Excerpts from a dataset
---+---
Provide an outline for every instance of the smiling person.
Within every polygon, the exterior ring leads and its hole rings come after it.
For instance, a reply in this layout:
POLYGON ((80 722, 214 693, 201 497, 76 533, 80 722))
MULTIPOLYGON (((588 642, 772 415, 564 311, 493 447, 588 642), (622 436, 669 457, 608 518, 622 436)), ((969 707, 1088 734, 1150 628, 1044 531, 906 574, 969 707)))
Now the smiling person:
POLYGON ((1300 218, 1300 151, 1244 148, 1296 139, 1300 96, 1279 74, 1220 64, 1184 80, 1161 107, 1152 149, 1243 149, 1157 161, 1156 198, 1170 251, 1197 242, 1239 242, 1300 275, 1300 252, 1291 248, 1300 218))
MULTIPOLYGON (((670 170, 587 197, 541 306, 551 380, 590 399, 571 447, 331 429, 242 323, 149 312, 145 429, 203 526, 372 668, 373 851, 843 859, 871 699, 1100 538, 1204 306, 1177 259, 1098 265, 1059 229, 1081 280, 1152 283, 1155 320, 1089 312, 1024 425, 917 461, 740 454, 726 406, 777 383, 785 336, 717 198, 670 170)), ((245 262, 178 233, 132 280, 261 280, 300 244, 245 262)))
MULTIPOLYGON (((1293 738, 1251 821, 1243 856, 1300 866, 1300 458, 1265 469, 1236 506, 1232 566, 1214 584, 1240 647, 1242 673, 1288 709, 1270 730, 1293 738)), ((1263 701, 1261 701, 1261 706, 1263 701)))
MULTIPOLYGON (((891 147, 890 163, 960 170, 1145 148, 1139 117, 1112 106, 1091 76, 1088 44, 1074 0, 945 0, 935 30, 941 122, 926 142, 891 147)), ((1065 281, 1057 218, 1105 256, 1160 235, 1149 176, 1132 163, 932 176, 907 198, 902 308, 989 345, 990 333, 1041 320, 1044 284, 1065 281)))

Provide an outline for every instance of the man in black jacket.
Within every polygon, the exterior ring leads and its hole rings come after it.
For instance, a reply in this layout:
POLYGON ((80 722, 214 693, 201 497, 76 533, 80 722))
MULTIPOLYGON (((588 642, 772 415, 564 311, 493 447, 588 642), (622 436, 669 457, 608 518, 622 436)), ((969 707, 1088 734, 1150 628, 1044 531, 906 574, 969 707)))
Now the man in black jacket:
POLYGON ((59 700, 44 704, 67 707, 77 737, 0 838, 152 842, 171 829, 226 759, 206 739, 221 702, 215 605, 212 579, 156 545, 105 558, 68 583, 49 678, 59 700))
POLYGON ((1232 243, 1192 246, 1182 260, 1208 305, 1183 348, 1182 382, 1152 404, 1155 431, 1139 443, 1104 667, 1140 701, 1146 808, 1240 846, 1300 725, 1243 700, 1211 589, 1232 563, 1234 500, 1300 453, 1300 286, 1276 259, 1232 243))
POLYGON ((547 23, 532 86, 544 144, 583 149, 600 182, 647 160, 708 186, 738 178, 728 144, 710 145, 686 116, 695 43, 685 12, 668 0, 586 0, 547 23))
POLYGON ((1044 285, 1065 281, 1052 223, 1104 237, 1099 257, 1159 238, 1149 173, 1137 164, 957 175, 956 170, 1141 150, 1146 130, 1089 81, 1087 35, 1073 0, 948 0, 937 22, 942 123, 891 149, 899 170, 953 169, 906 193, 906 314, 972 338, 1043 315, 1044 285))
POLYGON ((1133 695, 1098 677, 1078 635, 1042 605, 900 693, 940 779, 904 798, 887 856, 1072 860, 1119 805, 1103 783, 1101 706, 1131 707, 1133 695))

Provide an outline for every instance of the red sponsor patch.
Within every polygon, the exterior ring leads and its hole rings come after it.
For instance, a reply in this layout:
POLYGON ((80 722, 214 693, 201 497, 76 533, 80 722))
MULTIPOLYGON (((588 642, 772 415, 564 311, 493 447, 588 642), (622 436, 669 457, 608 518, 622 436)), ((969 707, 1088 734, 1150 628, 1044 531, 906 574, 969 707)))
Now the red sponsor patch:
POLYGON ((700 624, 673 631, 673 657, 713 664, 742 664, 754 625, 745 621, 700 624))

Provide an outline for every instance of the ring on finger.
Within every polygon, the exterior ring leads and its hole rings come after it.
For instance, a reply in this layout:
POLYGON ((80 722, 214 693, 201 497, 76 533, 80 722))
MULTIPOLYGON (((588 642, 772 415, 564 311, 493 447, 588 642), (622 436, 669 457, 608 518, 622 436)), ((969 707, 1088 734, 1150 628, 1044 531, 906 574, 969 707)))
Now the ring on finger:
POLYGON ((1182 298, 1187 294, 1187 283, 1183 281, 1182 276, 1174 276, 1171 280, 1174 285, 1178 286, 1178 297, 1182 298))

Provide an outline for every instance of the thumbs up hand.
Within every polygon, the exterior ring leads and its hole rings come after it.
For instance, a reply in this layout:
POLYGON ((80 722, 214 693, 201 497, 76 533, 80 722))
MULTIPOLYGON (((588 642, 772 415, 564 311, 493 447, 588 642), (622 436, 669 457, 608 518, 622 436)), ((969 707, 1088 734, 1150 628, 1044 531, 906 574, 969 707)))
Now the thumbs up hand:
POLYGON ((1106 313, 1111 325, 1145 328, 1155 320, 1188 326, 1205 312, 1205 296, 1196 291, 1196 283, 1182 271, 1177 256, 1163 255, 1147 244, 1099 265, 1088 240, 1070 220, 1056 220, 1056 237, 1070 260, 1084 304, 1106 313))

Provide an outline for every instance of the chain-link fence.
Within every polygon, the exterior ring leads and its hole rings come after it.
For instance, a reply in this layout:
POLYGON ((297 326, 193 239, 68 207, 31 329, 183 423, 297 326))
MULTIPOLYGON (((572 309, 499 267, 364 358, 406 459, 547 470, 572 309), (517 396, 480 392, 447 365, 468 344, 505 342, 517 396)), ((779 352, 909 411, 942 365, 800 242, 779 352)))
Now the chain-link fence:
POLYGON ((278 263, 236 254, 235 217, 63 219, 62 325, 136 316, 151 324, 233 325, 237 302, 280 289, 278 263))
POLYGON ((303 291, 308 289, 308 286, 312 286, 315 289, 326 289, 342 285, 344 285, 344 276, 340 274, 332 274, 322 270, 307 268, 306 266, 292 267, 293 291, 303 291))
---+---
**Task details**
Output the data in full, please, exactly as written.

**Result for this exercise**
Provide an outline for every instance of the smiling person.
Within every polygon, the exterior ring leads and its hole rings come after it.
For instance, a reply in this layout:
POLYGON ((80 722, 214 693, 201 497, 76 533, 80 722))
MULTIPOLYGON (((588 642, 772 415, 564 311, 493 447, 588 642), (622 436, 669 457, 608 518, 622 436)), ((969 707, 1088 734, 1150 628, 1044 531, 906 574, 969 707)))
Now the smiling person:
POLYGON ((1300 218, 1300 151, 1244 148, 1296 139, 1300 96, 1279 74, 1220 64, 1184 80, 1161 107, 1152 149, 1243 149, 1157 161, 1156 198, 1170 251, 1197 242, 1239 242, 1300 275, 1300 252, 1291 248, 1300 218))
MULTIPOLYGON (((670 170, 587 197, 541 306, 551 380, 590 399, 571 447, 331 429, 242 323, 149 312, 145 429, 203 526, 372 668, 373 851, 843 859, 871 699, 1100 538, 1204 306, 1177 259, 1098 265, 1059 229, 1081 280, 1152 283, 1155 320, 1089 312, 1024 425, 917 461, 740 454, 726 406, 777 383, 785 336, 717 198, 670 170)), ((245 262, 178 233, 132 280, 261 280, 300 244, 245 262)))
MULTIPOLYGON (((1293 738, 1251 821, 1243 856, 1300 866, 1300 458, 1265 469, 1236 506, 1232 566, 1214 584, 1240 647, 1242 673, 1288 709, 1270 730, 1293 738)), ((1263 701, 1261 701, 1261 706, 1263 701)))
MULTIPOLYGON (((891 147, 890 163, 960 170, 1145 148, 1139 117, 1112 106, 1091 76, 1088 44, 1074 0, 945 0, 935 30, 941 122, 926 142, 891 147)), ((1065 281, 1057 218, 1105 256, 1160 235, 1149 176, 1132 163, 932 176, 907 198, 902 308, 989 345, 990 333, 1041 320, 1044 284, 1065 281)))

Provide an outline for every instance of the man in black jacket.
Within every polygon, the exterior ring leads and its hole rings come after it.
For instance, a reply in this layout:
POLYGON ((80 722, 214 693, 201 497, 76 533, 80 722))
MULTIPOLYGON (((588 642, 772 415, 564 311, 493 447, 588 642), (622 436, 669 457, 608 518, 622 436)), ((969 707, 1088 734, 1150 628, 1044 531, 906 574, 969 707)))
Now the man in black jacket:
POLYGON ((59 700, 44 704, 67 707, 77 737, 0 838, 152 842, 171 829, 226 759, 206 739, 221 702, 215 605, 212 579, 156 545, 105 558, 68 583, 49 678, 59 700))
POLYGON ((1232 243, 1192 246, 1182 260, 1208 305, 1183 348, 1182 382, 1152 404, 1155 431, 1139 443, 1104 667, 1140 701, 1146 808, 1240 846, 1300 725, 1243 700, 1211 589, 1232 563, 1234 500, 1300 453, 1300 286, 1276 259, 1232 243))
POLYGON ((547 23, 532 86, 544 144, 583 149, 600 182, 647 160, 708 186, 738 178, 728 144, 710 145, 686 116, 695 43, 685 12, 668 0, 586 0, 547 23))
POLYGON ((1044 285, 1065 281, 1052 223, 1104 237, 1099 257, 1159 238, 1149 173, 1137 164, 957 175, 956 170, 1141 150, 1146 130, 1089 81, 1087 35, 1073 0, 948 0, 937 22, 942 123, 891 149, 899 170, 953 169, 906 193, 906 314, 972 338, 1043 315, 1044 285))
POLYGON ((1133 695, 1098 677, 1078 635, 1042 605, 900 693, 940 779, 904 798, 887 856, 1072 860, 1119 805, 1103 783, 1101 706, 1131 707, 1133 695))

Provide an outline for every instance of the red sponsor patch.
Within every polygon, the exterior ring leads and its hole rings come after it.
For instance, a reply in this layout:
POLYGON ((80 722, 214 693, 201 497, 76 533, 80 722))
MULTIPOLYGON (((588 642, 772 415, 564 311, 493 447, 588 642), (622 436, 669 457, 608 518, 622 436)), ((969 707, 1088 734, 1150 628, 1044 531, 906 574, 969 707)))
Now the red sponsor patch:
POLYGON ((700 624, 673 631, 673 657, 713 664, 742 664, 754 625, 745 621, 700 624))

Provide an outline for every instance of the ring on finger.
Within every polygon, the exterior ring leads and its hole rings come after it.
For instance, a reply in this layout:
POLYGON ((80 722, 214 693, 201 497, 76 533, 80 722))
MULTIPOLYGON (((588 642, 772 415, 564 311, 493 447, 588 642), (622 436, 669 457, 608 518, 622 436)), ((969 707, 1088 734, 1150 628, 1044 531, 906 574, 969 707)))
Now the ring on finger:
POLYGON ((1182 298, 1187 294, 1187 283, 1183 281, 1182 276, 1174 276, 1171 280, 1174 285, 1178 286, 1178 297, 1182 298))

Provide an outline for every instance of the thumbs up hand.
Within every polygon, the exterior ring leads and its hole rings come after it.
For instance, a reply in this layout:
POLYGON ((80 722, 214 693, 201 497, 76 533, 80 722))
MULTIPOLYGON (((588 642, 772 415, 564 311, 493 447, 588 642), (622 436, 669 457, 608 518, 622 436)), ((969 707, 1088 734, 1150 628, 1044 531, 906 574, 969 707)))
Now the thumbs up hand:
POLYGON ((1106 313, 1111 325, 1145 328, 1155 320, 1188 326, 1205 312, 1205 296, 1196 291, 1196 283, 1182 271, 1177 256, 1163 255, 1147 244, 1099 265, 1088 240, 1070 220, 1056 220, 1056 237, 1070 260, 1084 304, 1106 313))

Provide an outline for every instance of the chain-link fence.
Within every polygon, the exterior ring leads and its hole rings come after it.
For instance, a reply in this layout:
POLYGON ((297 326, 193 239, 68 207, 31 329, 183 423, 297 326))
MULTIPOLYGON (((572 309, 499 267, 364 358, 406 459, 547 470, 572 309), (517 396, 480 392, 447 365, 468 344, 505 342, 517 396)), ((779 352, 909 411, 942 365, 800 242, 779 352)))
Now the chain-link fence:
POLYGON ((278 263, 236 254, 235 217, 63 219, 62 325, 136 316, 151 324, 233 325, 237 302, 280 289, 278 263))
POLYGON ((303 291, 308 289, 308 286, 312 286, 315 289, 326 289, 342 285, 344 285, 344 276, 340 274, 332 274, 322 270, 307 268, 306 266, 292 267, 293 291, 303 291))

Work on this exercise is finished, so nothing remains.